→ What you are asked to do
Down to the last character, write out the records below.

→ Data supplied

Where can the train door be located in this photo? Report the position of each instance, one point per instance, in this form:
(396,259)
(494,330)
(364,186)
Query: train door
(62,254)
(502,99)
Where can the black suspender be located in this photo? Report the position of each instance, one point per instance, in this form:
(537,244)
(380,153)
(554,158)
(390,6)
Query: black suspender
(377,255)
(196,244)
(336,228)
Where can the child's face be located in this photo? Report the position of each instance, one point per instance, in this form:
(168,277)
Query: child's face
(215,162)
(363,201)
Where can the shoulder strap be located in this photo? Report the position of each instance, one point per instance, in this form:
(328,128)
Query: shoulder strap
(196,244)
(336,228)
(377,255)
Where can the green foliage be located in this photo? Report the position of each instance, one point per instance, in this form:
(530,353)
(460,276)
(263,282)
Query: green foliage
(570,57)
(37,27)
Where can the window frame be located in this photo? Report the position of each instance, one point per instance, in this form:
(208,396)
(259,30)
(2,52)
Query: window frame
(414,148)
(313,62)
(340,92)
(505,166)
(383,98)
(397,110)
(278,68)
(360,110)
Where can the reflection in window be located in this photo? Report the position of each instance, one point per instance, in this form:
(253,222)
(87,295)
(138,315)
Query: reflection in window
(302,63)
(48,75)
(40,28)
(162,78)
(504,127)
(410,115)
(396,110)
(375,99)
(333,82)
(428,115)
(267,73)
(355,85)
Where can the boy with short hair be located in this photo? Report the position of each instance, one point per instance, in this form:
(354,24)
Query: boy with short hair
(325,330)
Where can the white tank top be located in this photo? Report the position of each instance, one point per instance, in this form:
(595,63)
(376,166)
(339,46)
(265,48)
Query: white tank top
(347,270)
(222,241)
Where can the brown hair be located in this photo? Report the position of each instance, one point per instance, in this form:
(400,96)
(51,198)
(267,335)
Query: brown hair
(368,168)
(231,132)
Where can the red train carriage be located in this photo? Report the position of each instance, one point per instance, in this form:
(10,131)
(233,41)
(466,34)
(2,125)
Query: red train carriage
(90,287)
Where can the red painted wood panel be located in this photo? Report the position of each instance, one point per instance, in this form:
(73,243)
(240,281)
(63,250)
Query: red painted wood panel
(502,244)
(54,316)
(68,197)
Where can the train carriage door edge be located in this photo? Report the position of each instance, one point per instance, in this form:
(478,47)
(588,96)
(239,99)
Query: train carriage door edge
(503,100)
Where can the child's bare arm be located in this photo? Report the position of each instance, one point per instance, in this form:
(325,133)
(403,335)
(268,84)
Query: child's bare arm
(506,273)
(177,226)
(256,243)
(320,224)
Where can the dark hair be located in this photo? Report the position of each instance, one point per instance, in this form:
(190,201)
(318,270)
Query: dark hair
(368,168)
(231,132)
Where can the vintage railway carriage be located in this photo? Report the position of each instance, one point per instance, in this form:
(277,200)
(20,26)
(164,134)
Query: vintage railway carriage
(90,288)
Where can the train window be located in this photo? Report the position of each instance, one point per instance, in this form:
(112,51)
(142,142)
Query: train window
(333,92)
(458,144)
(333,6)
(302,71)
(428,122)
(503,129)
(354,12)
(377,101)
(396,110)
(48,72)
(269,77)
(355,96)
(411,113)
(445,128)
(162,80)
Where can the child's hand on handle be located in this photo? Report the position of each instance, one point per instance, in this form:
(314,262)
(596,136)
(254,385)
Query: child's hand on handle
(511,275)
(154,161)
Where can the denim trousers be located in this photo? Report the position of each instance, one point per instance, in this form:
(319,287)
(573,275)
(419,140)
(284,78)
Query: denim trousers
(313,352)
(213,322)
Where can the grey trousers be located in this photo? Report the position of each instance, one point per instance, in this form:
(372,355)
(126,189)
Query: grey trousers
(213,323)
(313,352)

→ Problem solution
Where can the train door be located in this photo? Report the position of each instance, one point per instance, in this form:
(396,259)
(494,330)
(364,186)
Query: train door
(62,254)
(502,99)
Where can the black suspender be located in this photo? Report the position of each instance, one point per instance, in this form:
(537,244)
(380,153)
(554,158)
(390,6)
Query: black suspender
(377,255)
(196,244)
(336,228)
Where can the child's face be located in this photo? Report the position of each instance, one point per instance, in this form:
(168,277)
Query: child's face
(215,162)
(363,201)
Where can the shoulder strap be located in this photo? Report the position of each instance, one point per instance, in this form:
(328,128)
Query: shoulder strap
(196,244)
(336,228)
(377,255)
Where can the green foliage be located in this photo? Report the position of each instance, one point per instance, in this form:
(530,353)
(460,276)
(263,282)
Query: green foliage
(570,57)
(37,27)
Where can the window frame be located in this photo? Report the position of each instance, one point per instance, in this form:
(208,396)
(259,30)
(2,52)
Query: window frame
(414,148)
(313,62)
(340,92)
(505,166)
(383,98)
(397,110)
(278,68)
(360,110)
Where can the reflection in window be located in this photo? Report the position of each instance, one point per instance, in this form:
(253,222)
(87,295)
(138,315)
Query: reflection in window
(302,63)
(48,75)
(40,28)
(162,78)
(504,127)
(410,115)
(396,110)
(375,99)
(333,82)
(428,115)
(267,73)
(355,85)
Where can the boy with short hair be located in this photo? Report the position of each instance, one point per instance, in this form:
(354,24)
Query: boy with short hair
(325,330)
Where can the white tank top be located in this photo? Report the position of each instance, one point per instance, in this form:
(595,63)
(376,166)
(339,46)
(265,48)
Query: white tank top
(347,270)
(222,241)
Where can the brown hair be located in this photo? Report the position of each instance, one point per instance, in this form:
(400,96)
(51,198)
(267,335)
Query: brown hair
(368,168)
(231,132)
Where can the red train carriage be located in this photo? Report the position of each instance, one point per instance, in this form:
(10,131)
(233,41)
(466,34)
(2,125)
Query: red train carriage
(90,287)
Where can the red painted wood panel be located in this photo? Report the position of each instance, one point per instance, in this form:
(73,243)
(240,281)
(63,250)
Query: red painted wood panel
(502,244)
(54,316)
(68,197)
Where can the train carriage door edge be located in this photo? Report the position of each instance, one point per instance, in this form:
(478,47)
(588,96)
(239,99)
Query: train carriage door edge
(503,100)
Where can the child's bare arm be located in this photo? Report the position of each instance, one point per instance, in this form:
(325,133)
(403,335)
(268,84)
Query: child's bare arm
(506,273)
(177,226)
(256,243)
(320,224)
Where can the dark hair be located in this photo? Report the position of each instance, one point per instance, in this form:
(190,201)
(318,270)
Query: dark hair
(368,168)
(231,132)
Where can the vintage railway carriage be located in this photo? Report the position of each instance, one point per instance, in this form:
(277,200)
(20,26)
(164,134)
Query: vintage railway carriage
(90,288)
Where can the train window be located in this photo? Report the position of each instance, one point per instance, in this form:
(112,51)
(142,142)
Query: train window
(333,92)
(458,144)
(333,6)
(302,71)
(428,122)
(503,129)
(354,12)
(377,101)
(396,110)
(48,72)
(269,77)
(355,96)
(411,113)
(445,128)
(162,80)
Where can the child's hand on handle be located in this photo? Report the position of each instance, one point per instance, in this form:
(314,262)
(596,136)
(254,385)
Query: child's hand on handle
(511,275)
(154,161)
Where can the denim trousers be located in this photo? Report the position of each instance, one point per instance, in this form:
(319,287)
(573,275)
(419,140)
(284,78)
Query: denim trousers
(313,352)
(213,322)
Where can the grey trousers be located in this photo? Report the position of each instance, one point per instance, in this form:
(372,355)
(126,189)
Query: grey trousers
(213,323)
(313,352)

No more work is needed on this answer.